- Opening Delimiter -

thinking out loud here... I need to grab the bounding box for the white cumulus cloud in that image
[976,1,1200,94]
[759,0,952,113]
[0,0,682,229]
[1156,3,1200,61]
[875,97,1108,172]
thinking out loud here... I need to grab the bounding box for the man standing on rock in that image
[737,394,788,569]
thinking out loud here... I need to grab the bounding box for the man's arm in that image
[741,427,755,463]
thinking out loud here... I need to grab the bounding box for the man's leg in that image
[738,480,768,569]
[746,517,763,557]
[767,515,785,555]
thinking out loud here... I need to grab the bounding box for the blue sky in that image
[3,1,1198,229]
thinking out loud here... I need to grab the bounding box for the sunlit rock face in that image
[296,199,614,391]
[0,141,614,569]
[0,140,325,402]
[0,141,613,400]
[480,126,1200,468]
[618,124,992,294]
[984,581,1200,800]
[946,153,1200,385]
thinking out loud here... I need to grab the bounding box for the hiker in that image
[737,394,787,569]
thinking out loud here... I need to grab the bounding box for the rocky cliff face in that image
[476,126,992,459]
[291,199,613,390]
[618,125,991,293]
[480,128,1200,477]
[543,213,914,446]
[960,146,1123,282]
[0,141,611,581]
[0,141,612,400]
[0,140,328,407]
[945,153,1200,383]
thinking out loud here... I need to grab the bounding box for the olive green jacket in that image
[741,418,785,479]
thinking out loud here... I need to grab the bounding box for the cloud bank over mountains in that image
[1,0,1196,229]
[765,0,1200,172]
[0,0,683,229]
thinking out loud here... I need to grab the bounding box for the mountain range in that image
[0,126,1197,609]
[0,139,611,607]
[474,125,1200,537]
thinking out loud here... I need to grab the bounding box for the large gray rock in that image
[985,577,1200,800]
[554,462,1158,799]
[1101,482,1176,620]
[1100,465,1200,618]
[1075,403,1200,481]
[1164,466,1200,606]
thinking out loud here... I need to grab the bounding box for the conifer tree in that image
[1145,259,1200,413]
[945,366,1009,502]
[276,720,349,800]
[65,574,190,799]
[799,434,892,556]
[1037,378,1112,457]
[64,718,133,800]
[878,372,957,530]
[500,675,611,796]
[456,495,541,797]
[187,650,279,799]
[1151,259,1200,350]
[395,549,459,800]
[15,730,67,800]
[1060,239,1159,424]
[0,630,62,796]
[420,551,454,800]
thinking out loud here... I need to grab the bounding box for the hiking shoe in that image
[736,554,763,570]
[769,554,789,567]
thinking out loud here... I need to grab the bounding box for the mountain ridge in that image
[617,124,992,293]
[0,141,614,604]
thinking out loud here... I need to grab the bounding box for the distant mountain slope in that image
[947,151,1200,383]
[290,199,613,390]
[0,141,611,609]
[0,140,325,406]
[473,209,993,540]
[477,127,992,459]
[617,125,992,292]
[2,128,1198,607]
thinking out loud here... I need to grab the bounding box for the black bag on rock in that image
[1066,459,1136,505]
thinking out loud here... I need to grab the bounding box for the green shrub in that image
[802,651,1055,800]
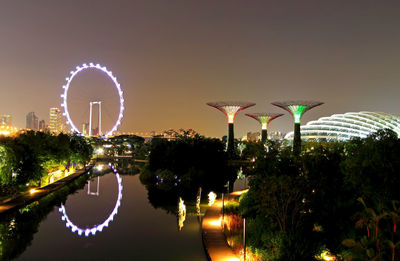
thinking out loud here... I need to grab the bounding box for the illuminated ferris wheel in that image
[60,63,124,137]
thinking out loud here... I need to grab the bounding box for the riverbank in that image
[0,161,95,215]
[202,193,244,261]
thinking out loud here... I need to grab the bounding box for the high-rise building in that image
[49,108,62,134]
[39,120,46,131]
[26,112,39,131]
[0,114,12,127]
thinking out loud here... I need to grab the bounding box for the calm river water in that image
[0,162,208,261]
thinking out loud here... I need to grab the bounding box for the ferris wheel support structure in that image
[89,101,102,136]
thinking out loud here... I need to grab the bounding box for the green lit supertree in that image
[272,101,323,154]
[245,113,284,144]
[207,101,255,156]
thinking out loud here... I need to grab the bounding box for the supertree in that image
[272,101,323,154]
[207,101,255,155]
[245,113,284,144]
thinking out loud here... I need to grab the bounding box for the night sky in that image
[1,1,400,138]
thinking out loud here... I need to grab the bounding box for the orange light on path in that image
[230,189,248,197]
[29,188,38,194]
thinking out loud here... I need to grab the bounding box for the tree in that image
[343,129,400,208]
[302,141,356,255]
[240,145,321,261]
[141,135,232,198]
[0,145,16,185]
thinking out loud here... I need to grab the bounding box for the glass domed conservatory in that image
[284,111,400,141]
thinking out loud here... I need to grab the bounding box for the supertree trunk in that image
[261,129,268,144]
[293,122,301,154]
[228,123,235,155]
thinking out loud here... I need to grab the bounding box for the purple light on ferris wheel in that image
[59,164,123,237]
[61,63,124,137]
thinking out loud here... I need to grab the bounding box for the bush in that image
[224,201,239,214]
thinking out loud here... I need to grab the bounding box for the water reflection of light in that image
[207,218,221,227]
[29,188,39,195]
[208,191,216,206]
[95,147,104,155]
[196,187,202,216]
[230,189,248,197]
[177,197,186,231]
[87,176,100,196]
[59,163,123,237]
[95,164,104,172]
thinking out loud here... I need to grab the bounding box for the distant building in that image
[39,120,46,131]
[177,128,197,138]
[161,128,198,140]
[268,131,285,141]
[0,114,12,127]
[26,112,39,131]
[49,108,62,134]
[82,122,89,135]
[92,127,99,136]
[246,132,260,142]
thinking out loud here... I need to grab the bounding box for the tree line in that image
[140,134,236,204]
[239,129,400,260]
[0,131,93,195]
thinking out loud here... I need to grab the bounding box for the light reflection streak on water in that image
[196,187,202,216]
[177,197,186,231]
[58,163,123,237]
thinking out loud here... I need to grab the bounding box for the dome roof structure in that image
[284,111,400,141]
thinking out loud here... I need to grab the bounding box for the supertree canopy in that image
[207,102,256,124]
[245,113,284,143]
[272,100,323,153]
[207,101,255,156]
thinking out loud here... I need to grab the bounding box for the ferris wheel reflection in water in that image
[58,163,123,237]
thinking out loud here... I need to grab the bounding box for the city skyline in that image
[1,1,400,138]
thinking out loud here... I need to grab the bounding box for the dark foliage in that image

- Closing Delimiter -

## To do
With the pictures removed, the entries above should be transcribed exactly.

## Reply
thinking out loud here... I need to grab the bounding box for the white cumulus cloud in that image
[976,1,1200,94]
[759,0,952,113]
[0,0,682,229]
[1156,3,1200,61]
[875,97,1108,172]
thinking out loud here... I need to grab the bounding box for the man standing on rock in that image
[737,394,788,569]
thinking out loud here... I need to grab the bounding box for the man's arm in that image
[741,427,755,463]
thinking out loud here... I need to grab the bounding box for the man's leg in that image
[738,480,768,569]
[746,517,763,557]
[767,515,785,555]
thinking out loud here... I need to grab the bounding box for the blue sky in that image
[3,1,1198,229]
thinking out loud here... I need to grab the bounding box for the sunlit rock face in that image
[296,199,614,391]
[0,141,614,569]
[0,140,325,402]
[0,141,613,400]
[480,126,1200,468]
[618,124,992,294]
[984,581,1200,800]
[946,153,1200,385]
thinking out loud here... I need to grab the bounding box for the hiker in that image
[737,394,787,569]
thinking out loud here... I need to grab the bounding box for the rocky cliff face in that image
[476,126,992,459]
[291,199,613,390]
[618,125,991,293]
[480,128,1200,477]
[543,213,914,446]
[960,146,1123,282]
[0,141,611,581]
[0,141,612,400]
[0,140,328,407]
[945,153,1200,383]
thinking out loud here... I need to grab the bounding box for the olive green jacket in that image
[741,418,785,479]
thinking out loud here... I need to grab the bounding box for the cloud bank over mountains in that image
[1,0,1196,229]
[765,0,1200,172]
[0,0,683,229]
thinking out loud here... I need to grab the bounding box for the mountain range in that image
[0,126,1197,609]
[0,139,611,607]
[474,125,1200,537]
thinking out loud here... I need to grab the bounding box for the large gray rock in that image
[985,577,1200,800]
[554,462,1158,799]
[1101,482,1176,620]
[1100,465,1200,618]
[1075,403,1200,481]
[1164,466,1200,606]
thinking out loud here... I need to grab the bounding box for the conifer tree in that image
[1145,259,1200,413]
[945,366,1009,502]
[276,720,349,800]
[65,574,190,799]
[799,434,892,556]
[1037,378,1112,457]
[64,718,133,800]
[878,372,957,530]
[500,675,611,796]
[456,495,541,797]
[187,650,279,799]
[1151,259,1200,350]
[395,549,459,800]
[15,730,67,800]
[1060,239,1159,424]
[0,630,62,796]
[420,551,454,800]
thinking out loud here... I need to grab the bounding box for the hiking shoe in that image
[736,554,763,570]
[769,554,789,567]
thinking out loud here... I need to grab the bounding box for the mountain ridge in that image
[617,124,992,293]
[0,141,614,604]
thinking out loud here... I need to grab the bounding box for the distant mountain slope in that image
[947,151,1200,383]
[290,199,613,390]
[0,141,611,609]
[0,140,325,406]
[473,209,993,540]
[477,127,992,459]
[617,125,992,292]
[2,128,1198,607]
thinking out loud here... I need to grab the bounding box for the black bag on rock in that image
[1066,459,1136,505]
thinking out loud here... I need to grab the bounding box for the green shrub in that image
[802,651,1055,800]
thinking out loud here... I need to grab the bounding box for the illuminated ferris wheel in that image
[60,63,124,137]
thinking out loud here... I need to grab the bounding box for the riverbank in that image
[0,161,95,215]
[202,193,244,261]
thinking out loud here... I need to grab the bounding box for the high-rise building in that image
[49,108,62,134]
[39,120,46,131]
[26,112,39,131]
[0,114,12,127]
thinking out loud here... I need to grab the bounding box for the calm river water in that image
[0,162,208,261]
thinking out loud here... I need to grab the bounding box for the ferris wheel support structure in that image
[89,101,102,136]
thinking out loud here... I need to grab the bounding box for the green lit supertree in that image
[272,101,323,154]
[245,113,284,144]
[207,101,255,156]
thinking out loud here... I need to grab the bounding box for the supertree in that image
[272,101,323,154]
[207,101,255,155]
[245,113,284,144]
thinking out loud here... I need to grab the bounding box for the night sky in that image
[1,1,400,138]
thinking out loud here... I need to grab the bounding box for the orange light on path in that image
[230,189,248,197]
[29,188,38,194]
thinking out loud here... I need to grab the bounding box for the tree in that image
[343,129,400,208]
[302,141,356,255]
[240,145,321,261]
[141,135,232,198]
[0,145,16,185]
thinking out loud here... I need to grab the bounding box for the glass domed conservatory in that image
[284,111,400,141]
thinking out loud here... I need to grab the bounding box for the supertree trunk in that image
[261,129,268,144]
[293,122,301,154]
[228,123,235,155]
thinking out loud here... I need to grab the bounding box for the purple light on ferris wheel in that image
[59,164,123,237]
[61,63,124,137]
thinking out loud here... I need to grab the bounding box for the bush in that image
[224,201,239,214]
thinking out loud here... I need to grab the bounding box for the water reflection of light in that image
[207,218,221,227]
[29,188,39,195]
[208,191,216,206]
[95,147,104,155]
[196,187,202,216]
[230,189,248,197]
[177,197,186,231]
[87,176,100,196]
[59,163,123,237]
[95,164,104,172]
thinking out loud here... I need to grab the bounding box for the distant building in that image
[39,120,46,131]
[177,128,197,138]
[161,128,198,140]
[268,131,285,141]
[0,114,12,127]
[26,112,39,131]
[49,108,62,134]
[82,122,89,135]
[92,127,99,136]
[246,132,260,142]
thinking out loud here... I need to grab the bounding box for the tree line in that image
[140,134,236,204]
[239,129,400,260]
[0,131,93,195]
thinking out loud here... I need to grab the bounding box for the light reflection streak on water in that image
[196,187,202,216]
[177,197,186,231]
[58,163,123,237]
thinking out loud here... I need to grab the bounding box for the dome roof structure in that image
[284,111,400,141]
thinking out loud here... I need to grab the bounding box for the supertree canopy in that image
[207,102,256,124]
[245,113,284,143]
[272,100,323,153]
[207,101,255,156]
thinking out loud here... I need to grab the bounding box for the ferris wheel reflection in water in that image
[58,163,123,237]
thinking out loud here... I need to grab the bounding box for the city skyline in that image
[1,1,400,138]
thinking out loud here... I need to grab the bounding box for the dark foliage in that image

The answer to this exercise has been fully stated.